■ Supplied text:
[Start of Attachment]

Avant-garde director Jim Jarmusch does brooding vampires who pass the time listening to rockabilly music and playing chess. And it’s awesome. In a year filled with cool movies, Only Lovers Left Alive is by far the coolest.
Indie rocker Adam (Tom Hiddleston) and his hipster wife Eve (Tilda Swinton) have been in love for years, through wars and despite the deteriorating condition of humankind. But can their romance survive the arrival of Eve’s promiscuous younger sister (Mia Wasikowska) and the schmaltzy state of rock and roll?
Set against the handsomely bleak backdrop of Detroit and Tangier, Jim Jarmusch’s lyrical vampire movie paints an extraordinary picture of romance, its reanimated characters asking viewers to consider what it means to be alive. It restores a sense of nobility to a genre that in recent years has been reduced to sissified musings for WB enthusiasts. Jarmusch’s script adds depth to the vampire archetype, focusing on the banality of the syndrome: getting older while people get stupid and trends grow lame. Only Lovers Left Alive is everything we’ve come to expect from a Jarmusch film: it is quirky and cool, humorous and somber and at all times, gorgeous to look at.
OTHER FILMS I LIKED:
Blue Ruin, Enemy, The Equalizer, Fury, Honeymoon, Interstellar, John Wick, Locke, A Most Violent Year, Night Moves, The Rover, We Are the Best
Thursday, February 19, 2015
We Are the Best
Klara (Mira Grosin) and Bobo (Mira Barkhammar), two thirteen-year-old rebels who wear more hair gel than Pauly D, form an all-girl punk band despite having no instruments and no discernible talent.
Watching We Are the Best was one of the most fun experiences I had at the movies all year. It’s a sweet little tale of young women experiencing the growing pains of life set to a cool punk soundtrack. Anchored by impressive performances by Grosin and Barkhammar, We Are the Best is a delightfully natural vision of youth. It’s the kind of movie that has you questioning whether the producers cast actors to play their heroines or simply aimed their cameras at real-life girls acting out. A scene that sees the girls shouting, “Crush capitalism” while refusing to climb out of a cardboard box that’s blocking patrons from reaching the counter at a fast food restaurant is a prime example.
Thursday, February 5, 2015
THE BABADOOK
When he discovers a pop-up book about a monstrous creature that stalks children in their homes on the shelf in his room, Samuel’s behavior worsens. He convinces himself that the creature, called The Babadook, is out to kill him. Amelia wants nothing more than to curl up in a ball and wait for help. But when a darkened figure floats through her room, it dawns on her that Samuel may not be so crazy after all.

[End of Attachment]

■ What you need to do:
1. Repeat everything in the movie reviews from "Thursday, February 5, 2015" down to "crazy after all.".
2. Answer these questions from the movie reviews:
(a) What two cities form the backdrop of Only Lovers Left Alive?
(b) How old are Klara and Bobo in We Are the Best?
(c) What is the creature in Samuel's pop-up book called?
3. According to the movie reviews, how does Jarmusch's script add depth to the vampire archetype?

■ Supplied material:
[Start of Attachment]

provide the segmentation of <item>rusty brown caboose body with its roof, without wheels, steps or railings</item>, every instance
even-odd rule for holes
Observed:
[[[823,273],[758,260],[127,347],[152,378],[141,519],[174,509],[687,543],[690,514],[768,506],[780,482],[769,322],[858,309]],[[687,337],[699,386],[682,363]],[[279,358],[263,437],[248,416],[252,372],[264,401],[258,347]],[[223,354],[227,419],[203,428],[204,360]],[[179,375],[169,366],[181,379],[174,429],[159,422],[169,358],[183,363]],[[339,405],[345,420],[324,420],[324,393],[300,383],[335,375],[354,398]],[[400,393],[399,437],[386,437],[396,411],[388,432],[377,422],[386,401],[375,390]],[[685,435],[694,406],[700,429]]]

[End of Attachment]

■ Response list:
1.
Thursday, February 5, 2015
THE BABADOOK
When he discovers a pop-up book about a monstrous creature that stalks children in their homes on the shelf in his room, Samuel’s behavior worsens. He convinces himself that the creature, called The Babadook, is out to kill him. Amelia wants nothing more than to curl up in a ball and wait for help. But when a darkened figure floats through her room, it dawns on her that Samuel may not be so crazy after all.

2.
(a) Detroit and Tangier.
(b) Thirteen.
(c) The Babadook.

3. It focuses on the banality of being a vampire. Its vampires face getting older while people get stupid and trends grow lame.